TAREAS A RESOLVER
1. En el artículo sobre los acuerdos comerciales, ¿qué acuerdo dejó sin efecto Trump en menos de cien días?
2. Continúa el artículo sobre los acuerdos comerciales a partir de su última oración.

─── TEXTO MOSTRADO

Hace unas semanas, en su interesante columna semanal, el expresidente Leonel Fernández trataba el tema de la política de apertura de mercados del presidente Donald Trump.En menos de cien días deja Trump sin efecto el acuerdo Transpacífico de Cooperación Económica, que trató de impulsar la administración del presidente Obama.
La discusión sobre los beneficios o daños a las economías de estos acuerdos no es nueva. Es mucho lo que se ha hablado, e incluso intentado revertir estos acuerdos que formaron parte de la política de los organismos internacionales y todo aquel que osaba oponerse a las aperturas, se le consideraba casi un terrorista del desarrollo.
En nuestro caso, el sector de las zonas francas promovió el uso intensivo de mano de obra gracias a los costos menores que la norteamericana y ha sido, sin dudas, de los beneficios de estas políticas de mercado abierto que ha permitido generar miles de empleos, exportación, capacitación de la mano de obra y reducido la migración, especialmente hacia los Estados Unidos.
Para otros sectores, estos acuerdos han tenido efectos contrarios. Para el agrícola las cuotas de productos se han convertido en un mecanismo poco transparente, utilizado para beneficiar a unos y perjudicar a otros. Se crean nuevas compañías al vapor que salen a vender las cuotas o simplemente son una pantalla para que otros obtengan mayor participación por medio de mecanismos fraudulentos.

──────
─── LISTADO

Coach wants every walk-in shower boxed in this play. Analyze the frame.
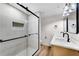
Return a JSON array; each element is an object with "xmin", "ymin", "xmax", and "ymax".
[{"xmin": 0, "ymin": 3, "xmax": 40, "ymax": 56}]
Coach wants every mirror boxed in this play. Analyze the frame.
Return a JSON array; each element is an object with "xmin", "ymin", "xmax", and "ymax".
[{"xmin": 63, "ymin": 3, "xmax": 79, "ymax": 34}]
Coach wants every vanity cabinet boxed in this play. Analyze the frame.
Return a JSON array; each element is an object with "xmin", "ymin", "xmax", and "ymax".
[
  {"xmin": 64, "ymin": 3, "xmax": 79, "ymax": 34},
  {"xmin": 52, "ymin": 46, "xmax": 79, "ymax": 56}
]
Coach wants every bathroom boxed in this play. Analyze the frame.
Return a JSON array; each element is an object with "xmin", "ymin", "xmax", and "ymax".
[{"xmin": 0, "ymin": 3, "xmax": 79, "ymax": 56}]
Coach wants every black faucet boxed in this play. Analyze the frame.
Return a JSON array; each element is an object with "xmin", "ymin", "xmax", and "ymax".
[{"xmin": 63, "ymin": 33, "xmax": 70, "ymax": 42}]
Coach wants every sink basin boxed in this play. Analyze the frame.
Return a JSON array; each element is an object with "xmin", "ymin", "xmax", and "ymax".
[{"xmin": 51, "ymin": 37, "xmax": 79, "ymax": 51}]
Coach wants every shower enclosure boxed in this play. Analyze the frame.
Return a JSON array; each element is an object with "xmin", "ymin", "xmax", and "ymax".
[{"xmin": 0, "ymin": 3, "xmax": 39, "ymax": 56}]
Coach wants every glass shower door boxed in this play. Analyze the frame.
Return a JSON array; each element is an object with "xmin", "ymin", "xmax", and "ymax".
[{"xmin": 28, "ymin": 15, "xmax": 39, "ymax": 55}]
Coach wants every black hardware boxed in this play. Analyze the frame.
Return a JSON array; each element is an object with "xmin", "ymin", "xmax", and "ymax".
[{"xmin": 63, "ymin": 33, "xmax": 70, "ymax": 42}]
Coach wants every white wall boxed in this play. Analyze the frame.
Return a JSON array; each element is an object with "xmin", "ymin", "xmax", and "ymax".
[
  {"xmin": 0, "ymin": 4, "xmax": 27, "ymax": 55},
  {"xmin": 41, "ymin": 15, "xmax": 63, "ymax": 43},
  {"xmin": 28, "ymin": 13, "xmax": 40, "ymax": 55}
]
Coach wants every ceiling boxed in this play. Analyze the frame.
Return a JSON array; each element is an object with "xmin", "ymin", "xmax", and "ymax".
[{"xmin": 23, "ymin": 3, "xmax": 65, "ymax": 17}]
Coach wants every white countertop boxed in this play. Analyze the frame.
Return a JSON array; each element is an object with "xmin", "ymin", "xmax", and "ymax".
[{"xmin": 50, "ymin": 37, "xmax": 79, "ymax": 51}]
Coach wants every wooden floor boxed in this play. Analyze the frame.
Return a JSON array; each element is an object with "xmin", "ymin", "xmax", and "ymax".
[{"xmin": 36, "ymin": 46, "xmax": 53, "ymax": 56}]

──────

RESPUESTAS POR TAREA
1. El acuerdo Transpacífico de Cooperación Económica.

2.
En una reunión, hace pocos días escuché a un productor arrocero quejarse amargamente cómo la importación de este rubro estaba afectando ese sector en momentos que la cosecha sería récord, gracias a las enormes lluvias de finales del pasado año.
Por otro lado, está el problema de las asimetrías que tanto ha afectado nuestra economía, ya que resulta difícil competir con países más desarrollados y con más tamaño de mercado que el nuestro, lo cual termina en importantes déficits comerciales.
En el caso de Estados Unidos, nuestras exportaciones en el 2015 fueron de 2,739 millones, mientras las importaciones alcanzaron la cifra de 4,205 millones. Con Centroamérica la historia es similar, a pesar de existir asimetrías menores. Con el único país que tenemos un superávit de balanza comercial es con Honduras, con el resto es preocupante el déficit del intercambio comercial.
Trump, enemigo de las aperturas de mercado, basó su campaña en un retorno de los empleos a los Estados Unidos, prometiendo poner impuestos a las importaciones de productos, tanto de México como de China.
¿Debemos preguntarnos hasta dónde es correcta esta política de cerrar las fronteras a productos de otras naciones? Los industriales hemos planteado desde hace muchos años la necesidad de un nuevo modelo que impulse la producción nacional sin ser necesario llegar a los extremos del mandatario norteamericano.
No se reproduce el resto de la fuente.